*Exercise aim*.
The answer must restate every entry exactly as it appears.

Stored data
________________________________________
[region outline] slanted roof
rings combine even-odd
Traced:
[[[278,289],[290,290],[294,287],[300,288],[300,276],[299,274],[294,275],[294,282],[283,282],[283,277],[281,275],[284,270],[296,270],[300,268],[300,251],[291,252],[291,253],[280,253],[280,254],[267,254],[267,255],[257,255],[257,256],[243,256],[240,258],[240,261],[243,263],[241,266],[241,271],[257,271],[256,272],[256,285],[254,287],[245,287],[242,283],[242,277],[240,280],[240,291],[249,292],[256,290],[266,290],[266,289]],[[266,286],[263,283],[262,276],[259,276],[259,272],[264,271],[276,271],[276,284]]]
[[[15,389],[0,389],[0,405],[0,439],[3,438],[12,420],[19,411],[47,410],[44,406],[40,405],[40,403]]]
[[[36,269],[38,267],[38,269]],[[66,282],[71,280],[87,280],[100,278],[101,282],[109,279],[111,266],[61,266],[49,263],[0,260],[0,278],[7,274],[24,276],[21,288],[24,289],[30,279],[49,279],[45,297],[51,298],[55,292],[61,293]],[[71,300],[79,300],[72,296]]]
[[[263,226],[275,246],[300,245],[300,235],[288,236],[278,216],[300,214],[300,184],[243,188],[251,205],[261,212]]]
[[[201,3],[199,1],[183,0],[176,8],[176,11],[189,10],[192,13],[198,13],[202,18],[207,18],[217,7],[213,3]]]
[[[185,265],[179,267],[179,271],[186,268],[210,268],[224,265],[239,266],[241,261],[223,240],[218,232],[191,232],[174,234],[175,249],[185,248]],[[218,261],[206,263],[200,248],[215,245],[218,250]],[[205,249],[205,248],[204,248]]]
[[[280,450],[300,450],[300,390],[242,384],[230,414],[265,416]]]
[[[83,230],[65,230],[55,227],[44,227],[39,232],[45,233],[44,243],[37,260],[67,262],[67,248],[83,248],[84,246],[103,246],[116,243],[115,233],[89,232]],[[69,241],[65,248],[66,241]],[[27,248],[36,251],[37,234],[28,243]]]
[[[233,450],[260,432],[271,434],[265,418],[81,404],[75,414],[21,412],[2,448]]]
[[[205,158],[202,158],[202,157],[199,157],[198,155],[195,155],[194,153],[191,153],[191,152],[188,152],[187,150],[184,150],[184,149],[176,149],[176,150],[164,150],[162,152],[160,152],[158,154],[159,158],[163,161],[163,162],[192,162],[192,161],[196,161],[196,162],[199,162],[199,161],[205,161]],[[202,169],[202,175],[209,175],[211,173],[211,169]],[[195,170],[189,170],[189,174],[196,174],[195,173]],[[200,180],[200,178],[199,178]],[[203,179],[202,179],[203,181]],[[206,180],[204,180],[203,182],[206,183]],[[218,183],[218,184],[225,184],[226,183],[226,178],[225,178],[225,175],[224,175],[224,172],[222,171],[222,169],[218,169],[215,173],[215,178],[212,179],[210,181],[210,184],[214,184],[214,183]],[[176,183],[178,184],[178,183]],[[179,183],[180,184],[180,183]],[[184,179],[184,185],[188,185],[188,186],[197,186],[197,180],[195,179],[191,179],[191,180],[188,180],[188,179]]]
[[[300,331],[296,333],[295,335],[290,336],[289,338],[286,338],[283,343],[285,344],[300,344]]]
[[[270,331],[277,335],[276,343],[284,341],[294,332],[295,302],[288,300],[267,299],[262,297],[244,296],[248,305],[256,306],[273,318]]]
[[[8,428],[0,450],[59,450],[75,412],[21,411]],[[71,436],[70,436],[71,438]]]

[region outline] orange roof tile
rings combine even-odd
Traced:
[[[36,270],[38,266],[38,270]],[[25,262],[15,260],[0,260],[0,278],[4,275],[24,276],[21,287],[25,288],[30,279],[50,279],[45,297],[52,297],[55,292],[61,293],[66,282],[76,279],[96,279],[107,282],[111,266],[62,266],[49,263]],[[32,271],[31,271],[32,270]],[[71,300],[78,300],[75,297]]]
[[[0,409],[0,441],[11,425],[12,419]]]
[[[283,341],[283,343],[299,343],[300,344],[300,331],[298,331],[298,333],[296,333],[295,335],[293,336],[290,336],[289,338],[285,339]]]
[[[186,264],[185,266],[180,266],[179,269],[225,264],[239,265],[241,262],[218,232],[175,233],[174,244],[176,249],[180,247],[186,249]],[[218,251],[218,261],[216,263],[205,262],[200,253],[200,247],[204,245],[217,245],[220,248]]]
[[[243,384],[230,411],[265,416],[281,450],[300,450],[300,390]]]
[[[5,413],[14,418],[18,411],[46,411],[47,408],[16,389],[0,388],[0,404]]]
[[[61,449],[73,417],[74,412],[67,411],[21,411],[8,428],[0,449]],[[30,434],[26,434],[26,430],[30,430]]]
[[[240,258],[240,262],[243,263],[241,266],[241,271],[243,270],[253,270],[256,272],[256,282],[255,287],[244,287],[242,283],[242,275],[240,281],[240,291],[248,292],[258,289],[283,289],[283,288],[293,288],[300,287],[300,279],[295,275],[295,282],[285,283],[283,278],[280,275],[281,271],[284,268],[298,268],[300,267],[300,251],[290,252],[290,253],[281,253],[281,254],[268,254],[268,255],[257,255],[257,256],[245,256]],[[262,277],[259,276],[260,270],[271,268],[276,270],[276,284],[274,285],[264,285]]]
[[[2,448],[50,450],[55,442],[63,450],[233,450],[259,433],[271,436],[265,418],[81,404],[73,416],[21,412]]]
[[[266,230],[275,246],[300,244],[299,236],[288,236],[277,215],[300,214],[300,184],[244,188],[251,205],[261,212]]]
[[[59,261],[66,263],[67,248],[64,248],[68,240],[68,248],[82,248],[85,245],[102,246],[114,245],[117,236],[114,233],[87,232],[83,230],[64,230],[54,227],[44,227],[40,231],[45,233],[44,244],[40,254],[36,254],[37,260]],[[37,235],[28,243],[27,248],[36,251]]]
________________________________________
*Solution to this problem*.
[region outline] slanted roof
rings combine even-odd
Traced:
[[[278,289],[290,290],[294,287],[300,288],[300,276],[299,274],[294,275],[294,282],[283,282],[283,277],[281,275],[284,270],[296,270],[300,268],[300,251],[291,252],[291,253],[280,253],[280,254],[267,254],[267,255],[257,255],[257,256],[243,256],[240,258],[240,261],[243,263],[241,266],[241,271],[257,271],[256,272],[256,285],[254,287],[245,287],[242,283],[242,277],[240,280],[240,291],[249,292],[256,290],[266,290],[266,289]],[[266,286],[263,283],[262,276],[259,276],[259,272],[264,271],[276,271],[276,284]]]
[[[15,389],[0,389],[0,405],[0,439],[3,438],[12,420],[19,411],[47,410],[44,406],[40,405],[40,403]]]
[[[36,269],[38,267],[38,269]],[[66,282],[71,280],[87,280],[100,278],[101,282],[109,279],[111,266],[61,266],[49,263],[0,260],[0,278],[7,274],[24,276],[21,288],[24,289],[30,279],[49,279],[45,297],[51,298],[55,292],[61,293]],[[71,300],[79,300],[72,296]]]
[[[263,226],[275,246],[300,245],[300,235],[288,236],[278,216],[300,214],[300,184],[243,188],[251,205],[261,212]]]
[[[201,3],[199,1],[183,0],[176,8],[176,11],[189,10],[192,13],[198,13],[202,18],[207,18],[217,7],[213,3]]]
[[[185,265],[179,267],[179,271],[186,268],[210,268],[224,265],[239,266],[241,261],[223,240],[218,232],[191,232],[174,234],[175,249],[185,248]],[[218,261],[206,263],[200,248],[215,245],[218,250]],[[205,249],[205,248],[204,248]]]
[[[280,450],[300,450],[300,390],[242,384],[230,414],[265,416]]]
[[[83,230],[65,230],[55,227],[44,227],[39,232],[45,233],[44,243],[37,260],[67,262],[67,248],[83,248],[84,246],[103,246],[116,243],[115,233],[89,232]],[[69,241],[65,248],[66,241]],[[27,248],[36,251],[37,234],[28,243]]]
[[[233,450],[260,432],[271,434],[265,418],[81,404],[75,414],[21,412],[2,448]]]
[[[205,158],[202,158],[202,157],[199,157],[198,155],[195,155],[194,153],[191,153],[191,152],[188,152],[187,150],[184,150],[184,149],[176,149],[176,150],[164,150],[162,152],[160,152],[158,154],[159,158],[163,161],[163,162],[192,162],[192,161],[196,161],[196,162],[199,162],[199,161],[205,161]],[[202,169],[202,175],[209,175],[211,173],[211,169]],[[195,170],[189,170],[189,174],[196,174],[195,173]],[[200,180],[200,178],[199,178]],[[203,179],[202,179],[203,181]],[[206,180],[204,180],[203,182],[206,183]],[[218,183],[218,184],[225,184],[226,183],[226,178],[225,178],[225,175],[224,175],[224,172],[222,171],[222,169],[218,169],[215,173],[215,178],[212,179],[210,181],[210,184],[214,184],[214,183]],[[176,183],[178,184],[178,183]],[[179,183],[180,184],[180,183]],[[184,179],[184,185],[188,185],[188,186],[197,186],[197,180],[195,179],[191,179],[191,180],[188,180],[188,179]]]
[[[300,331],[296,333],[295,335],[290,336],[289,338],[286,338],[283,343],[285,344],[300,344]]]
[[[270,331],[277,335],[276,343],[284,341],[294,332],[295,302],[288,300],[267,299],[262,297],[244,296],[248,305],[256,306],[273,318]]]
[[[8,428],[0,450],[59,450],[75,412],[21,411]],[[71,436],[70,436],[71,438]]]

[region outline] orange roof tile
rings combine even-odd
Traced:
[[[36,270],[38,266],[38,270]],[[25,262],[15,260],[0,260],[0,278],[4,275],[24,276],[21,287],[25,288],[30,279],[50,279],[45,297],[52,297],[55,292],[61,293],[66,282],[76,279],[96,279],[107,282],[111,266],[62,266],[49,263]],[[32,271],[31,271],[32,270]],[[71,300],[78,300],[75,297]]]
[[[0,409],[0,441],[11,425],[12,419]]]
[[[283,341],[283,343],[299,343],[300,344],[300,331],[298,331],[298,333],[296,333],[295,335],[293,336],[290,336],[289,338],[285,339]]]
[[[186,264],[185,266],[180,266],[179,269],[225,264],[239,265],[241,262],[218,232],[175,233],[174,244],[176,249],[180,247],[186,249]],[[218,251],[218,261],[216,263],[205,262],[200,253],[200,247],[204,245],[217,245],[220,248]]]
[[[243,384],[230,411],[265,416],[281,450],[300,450],[300,390]]]
[[[5,413],[14,418],[18,411],[46,411],[47,408],[16,389],[0,388],[0,404]]]
[[[61,449],[73,417],[74,412],[67,411],[21,411],[8,428],[0,449]],[[30,434],[26,434],[26,430],[30,430]]]
[[[240,258],[240,262],[243,263],[241,266],[241,271],[243,270],[253,270],[256,272],[256,282],[255,287],[244,287],[242,283],[242,275],[240,281],[240,291],[248,292],[258,289],[283,289],[283,288],[293,288],[300,287],[300,279],[295,275],[295,282],[285,283],[283,278],[280,275],[281,271],[284,268],[298,268],[300,267],[300,251],[290,252],[290,253],[281,253],[281,254],[268,254],[268,255],[257,255],[257,256],[245,256]],[[262,277],[259,276],[260,270],[271,268],[276,270],[276,284],[274,285],[264,285]]]
[[[2,448],[50,450],[55,442],[63,450],[233,450],[259,433],[271,436],[265,418],[81,404],[73,416],[21,412]]]
[[[266,230],[275,246],[300,244],[299,236],[288,236],[277,215],[300,214],[300,184],[244,188],[251,205],[261,212]]]
[[[59,261],[66,263],[67,248],[64,248],[68,240],[68,248],[82,248],[85,245],[102,246],[114,245],[117,236],[114,233],[87,232],[83,230],[64,230],[54,227],[44,227],[40,231],[45,233],[44,244],[40,254],[36,254],[37,260]],[[37,235],[28,243],[27,248],[36,251]]]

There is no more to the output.